* [LISTED RECORDS]:
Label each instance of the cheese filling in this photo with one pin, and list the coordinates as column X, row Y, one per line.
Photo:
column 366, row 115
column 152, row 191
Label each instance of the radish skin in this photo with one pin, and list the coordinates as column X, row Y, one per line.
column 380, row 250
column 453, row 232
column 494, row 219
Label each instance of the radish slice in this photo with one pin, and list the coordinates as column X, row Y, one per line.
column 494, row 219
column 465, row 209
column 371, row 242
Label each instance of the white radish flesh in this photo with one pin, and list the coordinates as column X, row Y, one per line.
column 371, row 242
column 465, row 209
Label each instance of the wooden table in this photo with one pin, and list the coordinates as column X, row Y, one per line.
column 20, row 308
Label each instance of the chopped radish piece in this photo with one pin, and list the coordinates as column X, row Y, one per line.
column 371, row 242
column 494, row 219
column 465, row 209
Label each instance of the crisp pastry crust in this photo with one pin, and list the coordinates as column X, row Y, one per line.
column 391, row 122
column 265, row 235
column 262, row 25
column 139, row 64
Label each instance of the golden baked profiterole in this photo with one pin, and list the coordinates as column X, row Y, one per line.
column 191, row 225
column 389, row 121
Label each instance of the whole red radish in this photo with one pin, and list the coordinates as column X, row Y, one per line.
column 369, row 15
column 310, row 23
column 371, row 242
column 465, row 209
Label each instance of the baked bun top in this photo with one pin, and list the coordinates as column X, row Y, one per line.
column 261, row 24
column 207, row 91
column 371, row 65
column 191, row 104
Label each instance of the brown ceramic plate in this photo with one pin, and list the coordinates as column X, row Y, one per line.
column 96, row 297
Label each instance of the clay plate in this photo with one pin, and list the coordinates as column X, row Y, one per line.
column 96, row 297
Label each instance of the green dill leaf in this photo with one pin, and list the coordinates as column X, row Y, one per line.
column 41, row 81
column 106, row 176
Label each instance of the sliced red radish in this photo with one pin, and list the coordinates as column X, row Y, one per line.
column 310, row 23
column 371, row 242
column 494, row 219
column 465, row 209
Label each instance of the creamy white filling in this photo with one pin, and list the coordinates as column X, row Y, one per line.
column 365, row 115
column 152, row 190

* [DO THIS]: Copy out the rows from the line with "Label each instance of the baked" up to and including the line with "column 106, row 176", keeping every character unchanged.

* [TASK ANSWER]:
Label each instance of the baked bun top in this photo with one pin, and list the coordinates as column X, row Y, one per line.
column 261, row 24
column 207, row 91
column 371, row 65
column 191, row 104
Label each instance of the brown ceramic plate in this photo with one pin, and list the coordinates as column X, row Y, one per line.
column 96, row 297
Label each instance of the clay plate in this photo with one pin, and list the coordinates as column X, row Y, one per line.
column 96, row 297
Label each instance of the green dill leaf in this photo with one pin, and list the coordinates as column X, row Y, one per line.
column 41, row 81
column 106, row 176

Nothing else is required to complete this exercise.